[start]

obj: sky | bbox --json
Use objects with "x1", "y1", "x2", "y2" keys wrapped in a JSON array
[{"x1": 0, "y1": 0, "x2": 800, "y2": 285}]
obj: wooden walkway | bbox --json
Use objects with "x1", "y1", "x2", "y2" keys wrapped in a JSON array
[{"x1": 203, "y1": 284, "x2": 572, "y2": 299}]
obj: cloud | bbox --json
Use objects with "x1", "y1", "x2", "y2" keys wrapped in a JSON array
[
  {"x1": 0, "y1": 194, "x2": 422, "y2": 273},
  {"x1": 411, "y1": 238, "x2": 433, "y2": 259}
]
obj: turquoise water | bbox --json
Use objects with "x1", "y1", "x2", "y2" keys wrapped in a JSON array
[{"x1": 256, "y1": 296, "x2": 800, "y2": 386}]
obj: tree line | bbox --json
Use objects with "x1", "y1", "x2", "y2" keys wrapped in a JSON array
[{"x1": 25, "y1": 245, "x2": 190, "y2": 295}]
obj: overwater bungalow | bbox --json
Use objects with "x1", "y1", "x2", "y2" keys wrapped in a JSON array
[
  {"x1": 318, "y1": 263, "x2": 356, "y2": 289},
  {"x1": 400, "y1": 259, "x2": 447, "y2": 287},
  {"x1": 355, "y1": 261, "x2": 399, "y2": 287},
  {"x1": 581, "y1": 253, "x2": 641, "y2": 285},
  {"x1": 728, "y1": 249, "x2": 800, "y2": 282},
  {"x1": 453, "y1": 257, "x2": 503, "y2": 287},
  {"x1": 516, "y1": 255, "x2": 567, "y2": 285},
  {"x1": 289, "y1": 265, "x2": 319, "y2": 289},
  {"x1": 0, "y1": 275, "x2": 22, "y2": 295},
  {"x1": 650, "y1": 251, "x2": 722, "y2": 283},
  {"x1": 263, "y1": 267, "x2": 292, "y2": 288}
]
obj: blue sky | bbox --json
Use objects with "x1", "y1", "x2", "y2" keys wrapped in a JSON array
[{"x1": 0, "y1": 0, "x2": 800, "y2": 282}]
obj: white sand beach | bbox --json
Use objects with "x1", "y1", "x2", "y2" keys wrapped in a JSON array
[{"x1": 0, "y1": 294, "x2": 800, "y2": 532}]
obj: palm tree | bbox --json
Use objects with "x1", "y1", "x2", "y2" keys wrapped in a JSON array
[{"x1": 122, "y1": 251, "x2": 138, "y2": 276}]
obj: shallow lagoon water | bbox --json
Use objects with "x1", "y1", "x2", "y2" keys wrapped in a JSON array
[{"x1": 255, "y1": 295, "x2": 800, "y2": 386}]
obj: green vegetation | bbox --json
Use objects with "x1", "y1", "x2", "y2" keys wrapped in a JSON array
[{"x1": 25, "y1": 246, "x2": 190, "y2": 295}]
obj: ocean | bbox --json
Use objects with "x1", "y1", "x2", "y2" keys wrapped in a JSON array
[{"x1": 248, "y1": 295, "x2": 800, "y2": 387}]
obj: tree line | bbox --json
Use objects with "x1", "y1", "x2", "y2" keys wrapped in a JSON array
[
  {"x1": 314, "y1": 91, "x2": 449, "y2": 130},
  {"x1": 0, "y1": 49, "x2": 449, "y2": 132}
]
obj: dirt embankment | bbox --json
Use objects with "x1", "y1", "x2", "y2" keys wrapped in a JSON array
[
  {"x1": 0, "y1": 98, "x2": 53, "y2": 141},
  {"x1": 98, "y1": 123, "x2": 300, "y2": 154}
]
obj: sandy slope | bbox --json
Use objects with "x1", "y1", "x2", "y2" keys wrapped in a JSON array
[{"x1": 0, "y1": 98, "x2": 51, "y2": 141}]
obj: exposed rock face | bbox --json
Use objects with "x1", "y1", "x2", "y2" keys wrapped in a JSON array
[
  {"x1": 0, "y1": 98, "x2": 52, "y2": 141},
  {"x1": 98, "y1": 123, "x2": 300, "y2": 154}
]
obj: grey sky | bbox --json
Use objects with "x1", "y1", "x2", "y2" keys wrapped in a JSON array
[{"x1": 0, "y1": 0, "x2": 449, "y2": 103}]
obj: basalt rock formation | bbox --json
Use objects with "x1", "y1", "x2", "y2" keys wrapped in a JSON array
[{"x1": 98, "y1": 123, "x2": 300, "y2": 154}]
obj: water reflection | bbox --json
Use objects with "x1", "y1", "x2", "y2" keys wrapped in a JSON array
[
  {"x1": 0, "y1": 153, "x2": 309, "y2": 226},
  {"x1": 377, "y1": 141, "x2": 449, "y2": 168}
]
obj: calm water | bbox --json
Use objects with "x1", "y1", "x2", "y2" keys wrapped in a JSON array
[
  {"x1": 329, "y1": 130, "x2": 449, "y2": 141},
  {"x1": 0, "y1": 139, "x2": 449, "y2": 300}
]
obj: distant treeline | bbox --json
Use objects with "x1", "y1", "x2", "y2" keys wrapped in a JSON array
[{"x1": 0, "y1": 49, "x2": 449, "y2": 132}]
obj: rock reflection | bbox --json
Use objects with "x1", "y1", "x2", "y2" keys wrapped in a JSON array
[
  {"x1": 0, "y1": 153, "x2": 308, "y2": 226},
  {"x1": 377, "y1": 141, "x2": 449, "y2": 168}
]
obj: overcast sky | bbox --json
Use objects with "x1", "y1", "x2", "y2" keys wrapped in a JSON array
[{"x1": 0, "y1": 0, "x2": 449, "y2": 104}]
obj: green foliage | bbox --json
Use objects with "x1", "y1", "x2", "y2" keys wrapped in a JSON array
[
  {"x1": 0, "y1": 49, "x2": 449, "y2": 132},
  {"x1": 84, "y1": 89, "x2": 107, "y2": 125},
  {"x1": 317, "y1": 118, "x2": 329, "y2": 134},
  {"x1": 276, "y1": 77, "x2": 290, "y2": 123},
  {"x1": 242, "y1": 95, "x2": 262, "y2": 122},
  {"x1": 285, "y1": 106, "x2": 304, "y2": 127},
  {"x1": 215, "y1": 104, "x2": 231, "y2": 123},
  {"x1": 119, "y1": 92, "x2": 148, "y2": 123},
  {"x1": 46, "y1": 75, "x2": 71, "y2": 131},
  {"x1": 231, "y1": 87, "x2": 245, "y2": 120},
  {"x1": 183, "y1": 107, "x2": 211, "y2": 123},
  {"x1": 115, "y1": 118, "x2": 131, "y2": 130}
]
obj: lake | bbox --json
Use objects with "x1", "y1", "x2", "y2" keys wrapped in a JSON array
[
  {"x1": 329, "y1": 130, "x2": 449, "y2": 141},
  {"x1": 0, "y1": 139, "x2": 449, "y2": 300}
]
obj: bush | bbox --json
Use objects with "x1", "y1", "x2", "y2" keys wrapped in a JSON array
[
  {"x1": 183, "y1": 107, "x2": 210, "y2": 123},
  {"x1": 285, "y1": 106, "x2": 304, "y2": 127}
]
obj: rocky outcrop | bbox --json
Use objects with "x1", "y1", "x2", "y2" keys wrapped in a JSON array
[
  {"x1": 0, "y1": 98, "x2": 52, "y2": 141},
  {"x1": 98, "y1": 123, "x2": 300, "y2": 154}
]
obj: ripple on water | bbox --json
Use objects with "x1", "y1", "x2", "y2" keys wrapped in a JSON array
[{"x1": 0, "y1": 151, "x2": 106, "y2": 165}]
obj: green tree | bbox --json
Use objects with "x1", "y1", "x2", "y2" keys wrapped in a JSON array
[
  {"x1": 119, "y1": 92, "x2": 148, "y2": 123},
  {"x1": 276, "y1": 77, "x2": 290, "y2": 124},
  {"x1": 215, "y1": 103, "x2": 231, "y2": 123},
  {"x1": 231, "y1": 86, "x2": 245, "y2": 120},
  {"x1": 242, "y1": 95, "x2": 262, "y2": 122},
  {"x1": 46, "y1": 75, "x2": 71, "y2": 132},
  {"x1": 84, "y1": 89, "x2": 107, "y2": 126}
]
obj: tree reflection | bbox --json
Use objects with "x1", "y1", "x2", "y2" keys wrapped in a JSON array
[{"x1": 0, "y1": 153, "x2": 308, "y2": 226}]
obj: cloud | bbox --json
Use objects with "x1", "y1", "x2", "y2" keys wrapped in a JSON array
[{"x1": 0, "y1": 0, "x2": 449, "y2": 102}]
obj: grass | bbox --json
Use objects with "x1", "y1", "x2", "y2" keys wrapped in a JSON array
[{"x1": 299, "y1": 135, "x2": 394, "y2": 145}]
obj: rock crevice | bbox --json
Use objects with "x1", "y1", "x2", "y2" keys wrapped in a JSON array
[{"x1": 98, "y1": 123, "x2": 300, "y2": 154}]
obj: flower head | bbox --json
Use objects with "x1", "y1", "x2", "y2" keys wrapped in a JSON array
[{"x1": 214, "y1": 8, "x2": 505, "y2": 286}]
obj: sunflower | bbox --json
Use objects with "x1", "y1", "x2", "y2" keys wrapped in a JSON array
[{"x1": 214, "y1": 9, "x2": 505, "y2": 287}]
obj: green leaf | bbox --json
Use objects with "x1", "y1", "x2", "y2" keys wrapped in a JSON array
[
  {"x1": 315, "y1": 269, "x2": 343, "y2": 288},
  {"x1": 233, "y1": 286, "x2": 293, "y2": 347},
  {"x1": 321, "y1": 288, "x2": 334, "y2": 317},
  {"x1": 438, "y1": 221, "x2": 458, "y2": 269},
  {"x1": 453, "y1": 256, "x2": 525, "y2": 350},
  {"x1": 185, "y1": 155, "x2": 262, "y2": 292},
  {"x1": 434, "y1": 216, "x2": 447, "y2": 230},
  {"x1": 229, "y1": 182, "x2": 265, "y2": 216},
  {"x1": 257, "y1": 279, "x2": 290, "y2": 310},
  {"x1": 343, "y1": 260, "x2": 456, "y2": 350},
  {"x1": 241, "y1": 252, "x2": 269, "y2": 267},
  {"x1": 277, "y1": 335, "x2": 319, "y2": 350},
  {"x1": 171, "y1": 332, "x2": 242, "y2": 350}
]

[end]

List every line in the material above that contains the word "green", copying each of those lines whole.

# OUTPUT FOR THIS EXERCISE
obj: green vegetation | bbox --json
obj: green foliage | bbox --json
obj: green tree | bbox --json
obj: green leaf | bbox --json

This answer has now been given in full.